EXCERPT PROVIDED.
• • • •
Aliya Hall loves the work of poets Langston Hughes, Maya Angelou and Chinaka Hodge. Their strong voices have served as inspiration for her as she’s dabbled in writing and spoken-word poetry.
“The first thing that ever inspired me to write poetry was seeing people that are my color doing it,” said Aliya, an incoming junior at Godwin Heights High School. She won first place for her poem “Hawk Island Girl,” in the high school through undergraduate division of the 51st annual Dyer-Ives Poetry Contest.
Alissa Vezikov, an eighth-grader at East Rockford Middle School, also took first place in the prestigious competition. She won the kindergarten through eighth-grade division for her poem “Grief,” a lament to lost childhood innocence.
Both students read their winning poems at the Grand Rapids Public Library during the 50th annual Festival of the Arts. In 2016, the Dyer-Ives Poetry Competition became a program of the Grand Rapids Public Library, funded by the GRPL Foundation–Dyer-Ives Foundation Poetry Fund.
For their winning works, Aliyah and Alissa won $125, and $100, respectively, and publication in Voices, issued by the Grand Rapids Public Library.
• • • •
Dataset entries

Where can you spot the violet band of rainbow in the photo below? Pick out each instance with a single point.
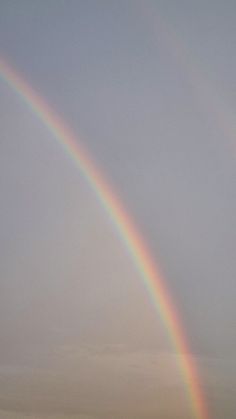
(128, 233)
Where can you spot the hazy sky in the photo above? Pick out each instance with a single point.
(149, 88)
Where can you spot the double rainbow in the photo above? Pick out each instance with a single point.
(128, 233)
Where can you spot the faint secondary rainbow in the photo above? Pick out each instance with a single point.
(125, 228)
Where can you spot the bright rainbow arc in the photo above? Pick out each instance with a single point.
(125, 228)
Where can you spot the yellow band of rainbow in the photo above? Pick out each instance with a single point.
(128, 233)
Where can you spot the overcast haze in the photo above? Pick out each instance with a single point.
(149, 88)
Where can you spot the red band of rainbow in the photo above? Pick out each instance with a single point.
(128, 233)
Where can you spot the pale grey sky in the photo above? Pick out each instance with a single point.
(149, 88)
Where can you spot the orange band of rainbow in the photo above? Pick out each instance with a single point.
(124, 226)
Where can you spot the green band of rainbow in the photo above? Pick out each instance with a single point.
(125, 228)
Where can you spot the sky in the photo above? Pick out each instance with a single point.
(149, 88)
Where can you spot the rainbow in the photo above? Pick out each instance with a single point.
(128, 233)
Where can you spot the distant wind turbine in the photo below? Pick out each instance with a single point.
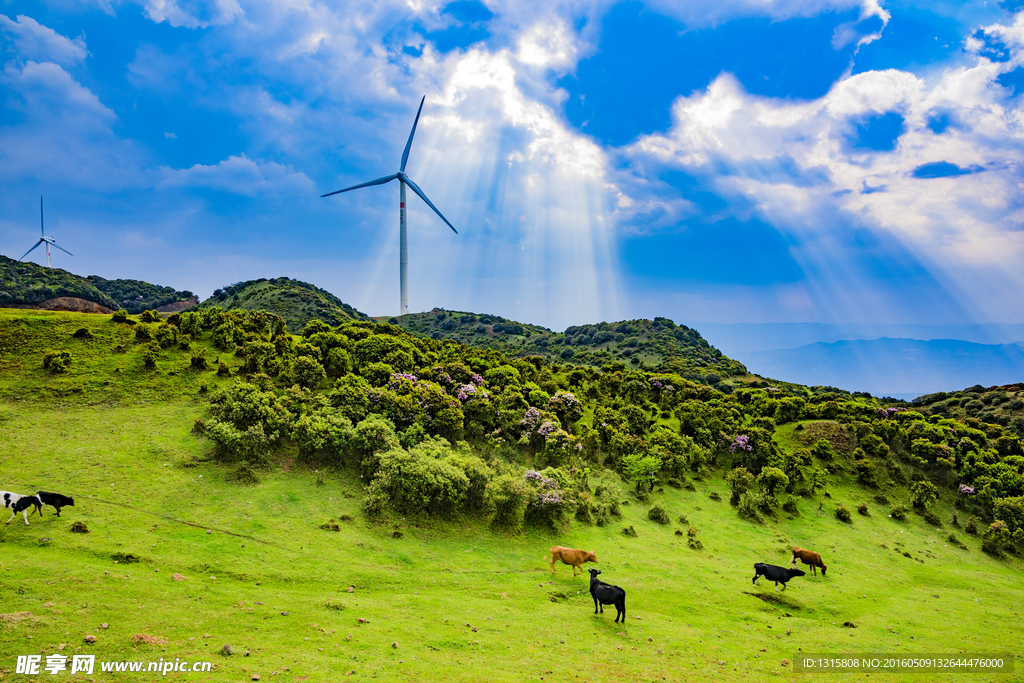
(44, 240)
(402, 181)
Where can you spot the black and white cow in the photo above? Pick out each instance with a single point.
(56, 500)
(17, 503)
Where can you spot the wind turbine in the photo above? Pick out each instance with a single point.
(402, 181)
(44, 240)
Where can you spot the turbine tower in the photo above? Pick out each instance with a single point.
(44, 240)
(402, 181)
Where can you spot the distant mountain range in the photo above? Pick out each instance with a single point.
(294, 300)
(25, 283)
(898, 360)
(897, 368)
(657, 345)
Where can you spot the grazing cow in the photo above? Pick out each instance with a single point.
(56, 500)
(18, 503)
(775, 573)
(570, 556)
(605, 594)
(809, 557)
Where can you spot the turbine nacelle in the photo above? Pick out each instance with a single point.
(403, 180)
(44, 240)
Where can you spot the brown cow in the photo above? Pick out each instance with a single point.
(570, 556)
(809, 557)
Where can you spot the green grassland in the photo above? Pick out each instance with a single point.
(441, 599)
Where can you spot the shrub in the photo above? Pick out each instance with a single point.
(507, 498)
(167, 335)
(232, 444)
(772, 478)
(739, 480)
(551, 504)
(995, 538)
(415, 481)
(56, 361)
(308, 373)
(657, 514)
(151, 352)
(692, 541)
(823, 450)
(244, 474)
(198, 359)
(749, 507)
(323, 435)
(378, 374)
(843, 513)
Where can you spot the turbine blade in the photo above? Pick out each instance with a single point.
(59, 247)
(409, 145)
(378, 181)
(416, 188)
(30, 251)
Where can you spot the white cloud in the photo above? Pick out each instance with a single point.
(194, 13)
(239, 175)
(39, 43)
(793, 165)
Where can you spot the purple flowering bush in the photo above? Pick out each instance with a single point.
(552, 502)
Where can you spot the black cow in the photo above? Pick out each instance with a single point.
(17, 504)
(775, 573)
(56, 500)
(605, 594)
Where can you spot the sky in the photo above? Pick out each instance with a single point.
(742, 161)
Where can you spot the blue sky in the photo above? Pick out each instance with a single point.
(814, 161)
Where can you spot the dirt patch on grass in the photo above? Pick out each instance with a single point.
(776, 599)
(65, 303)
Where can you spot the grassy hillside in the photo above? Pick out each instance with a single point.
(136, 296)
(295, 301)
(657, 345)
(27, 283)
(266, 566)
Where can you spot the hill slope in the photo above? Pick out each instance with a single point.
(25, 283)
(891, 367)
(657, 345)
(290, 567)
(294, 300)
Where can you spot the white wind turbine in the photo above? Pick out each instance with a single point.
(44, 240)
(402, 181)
• • • •
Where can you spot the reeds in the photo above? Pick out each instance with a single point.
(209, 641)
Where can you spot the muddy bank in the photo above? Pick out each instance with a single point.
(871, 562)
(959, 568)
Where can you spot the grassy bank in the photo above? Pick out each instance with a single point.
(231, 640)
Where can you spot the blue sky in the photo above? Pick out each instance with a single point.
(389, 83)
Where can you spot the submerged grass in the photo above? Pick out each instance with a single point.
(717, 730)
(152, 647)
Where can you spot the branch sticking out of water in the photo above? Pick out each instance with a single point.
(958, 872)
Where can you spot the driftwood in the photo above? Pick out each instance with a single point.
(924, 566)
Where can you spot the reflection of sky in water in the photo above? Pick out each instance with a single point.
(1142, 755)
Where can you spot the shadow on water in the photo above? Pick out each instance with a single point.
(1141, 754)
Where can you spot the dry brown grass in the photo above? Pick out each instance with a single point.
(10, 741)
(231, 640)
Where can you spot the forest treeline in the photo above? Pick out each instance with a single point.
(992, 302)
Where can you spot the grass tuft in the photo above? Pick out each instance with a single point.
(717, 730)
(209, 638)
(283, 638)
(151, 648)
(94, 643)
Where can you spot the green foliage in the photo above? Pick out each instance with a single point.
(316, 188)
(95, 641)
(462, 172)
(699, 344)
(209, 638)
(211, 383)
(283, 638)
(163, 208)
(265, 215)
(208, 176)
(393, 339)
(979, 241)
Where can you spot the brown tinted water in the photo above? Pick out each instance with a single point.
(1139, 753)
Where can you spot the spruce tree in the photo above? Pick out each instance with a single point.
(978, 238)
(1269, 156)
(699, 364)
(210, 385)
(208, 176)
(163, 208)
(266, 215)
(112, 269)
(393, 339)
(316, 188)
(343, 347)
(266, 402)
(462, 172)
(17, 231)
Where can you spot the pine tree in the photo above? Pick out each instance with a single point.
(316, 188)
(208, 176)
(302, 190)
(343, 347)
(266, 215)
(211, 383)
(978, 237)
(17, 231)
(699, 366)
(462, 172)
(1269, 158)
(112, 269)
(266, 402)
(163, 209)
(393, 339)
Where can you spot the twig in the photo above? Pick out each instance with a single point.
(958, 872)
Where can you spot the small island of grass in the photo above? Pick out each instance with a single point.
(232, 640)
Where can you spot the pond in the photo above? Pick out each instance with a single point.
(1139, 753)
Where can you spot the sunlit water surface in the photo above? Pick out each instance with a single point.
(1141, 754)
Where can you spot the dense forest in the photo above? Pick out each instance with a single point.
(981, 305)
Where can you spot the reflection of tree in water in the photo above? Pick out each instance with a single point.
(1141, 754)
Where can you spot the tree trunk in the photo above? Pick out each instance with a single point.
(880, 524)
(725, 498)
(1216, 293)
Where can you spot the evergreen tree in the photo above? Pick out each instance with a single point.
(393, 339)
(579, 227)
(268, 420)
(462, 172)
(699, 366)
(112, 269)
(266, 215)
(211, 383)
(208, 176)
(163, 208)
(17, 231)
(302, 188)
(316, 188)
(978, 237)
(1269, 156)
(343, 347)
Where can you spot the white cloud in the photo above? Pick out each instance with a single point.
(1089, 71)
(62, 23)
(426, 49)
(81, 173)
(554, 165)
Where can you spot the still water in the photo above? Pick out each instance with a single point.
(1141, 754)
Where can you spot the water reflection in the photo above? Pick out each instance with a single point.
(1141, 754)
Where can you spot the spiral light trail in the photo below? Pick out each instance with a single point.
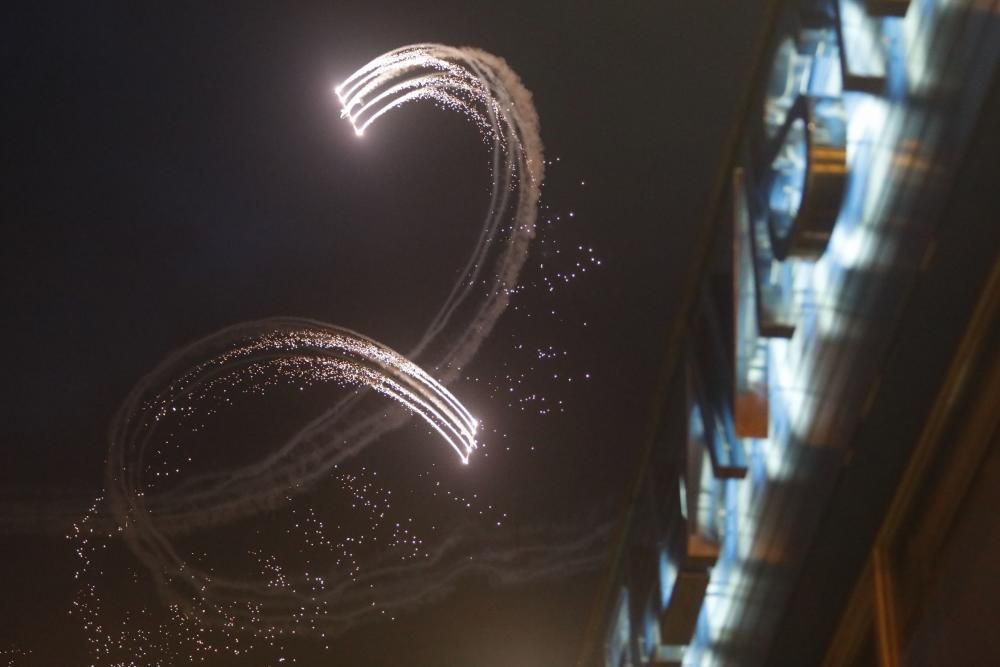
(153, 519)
• • • •
COMPLETE THE FOLLOWING.
a. Could you quote the poetry contest article from "Aliya Hall loves" to "and spoken-word poetry."?
b. How would you sum up the poetry contest article in two sentences?
c. Can you carry on the poetry contest article from the point where it stops?
These rows were taken from a separate source.

ANSWERS GIVEN.
a.
Aliya Hall loves the work of poets Langston Hughes, Maya Angelou and Chinaka Hodge. Their strong voices have served as inspiration for her as she’s dabbled in writing and spoken-word poetry.

b. Aliya Hall, an incoming junior at Godwin Heights High School, won first place in the high school through undergraduate division of the 51st annual Dyer-Ives Poetry Contest for "Hawk Island Girl," and Alissa Vezikov, an eighth-grader at East Rockford Middle School, won the kindergarten through eighth-grade division for "Grief." Both read their poems at the Grand Rapids Public Library during the Festival of the Arts, won $125 and $100 respectively, and will be published in Voices, issued by the library.

c.
Tapping into Memories
Aliya’s winning poem, “Hawk Island Girl,” was inspired by the poem “to the notebook kid” by Eve Ewing, a Chicago-based writer. She tapped into her own memories of family visits to Hawk Island Park in Lansing, basing the girl in the poem on herself.
“It was my first time ever doing something like this. It was very emotional for me,” Aliya said about reading her poem at the library. “Writing is everything to me. I put all that I can into my writing.  My readers, I want them to pull whatever they can from it.”
Aliya has attended the Grand Rapids Creative Youth Center, which offers after-school creative writing programming. Also, she was also one of two local students to attend the International Congress of Youth Voices, an experience she wrote about for School News Network. She is returning to the event, which connects students with accomplished writers, activists, and elected officials, as an alumna in August.
She hopes to attend Hampton University, in Virginia, and pursue journalism, creative writing and business.
Grieving and Creating
For Alissa Vezikov, her poem “Grief” meditates on the loss of childhood innocence and the need to regain one’s identity.
“I feel that in today’s age we have so many people that conform to peer pressure,” Alissa said. “It causes them to lose their identity. I wanted to write a poem about grieving away your childhood, lamenting that (loss of innocence).” However, she also expresses the need to “grow from that and make that part of a new identity.”
She said she was encouraged to submit the poem by her English teacher, Kelly Darling. Alissa has written dozens of poems and hopes to publish many of them in a collection.
Writing poetry is a kind of therapy for her, she said. “I really use poems to get my thoughts down on paper and get a stance on where my heart is at the moment.”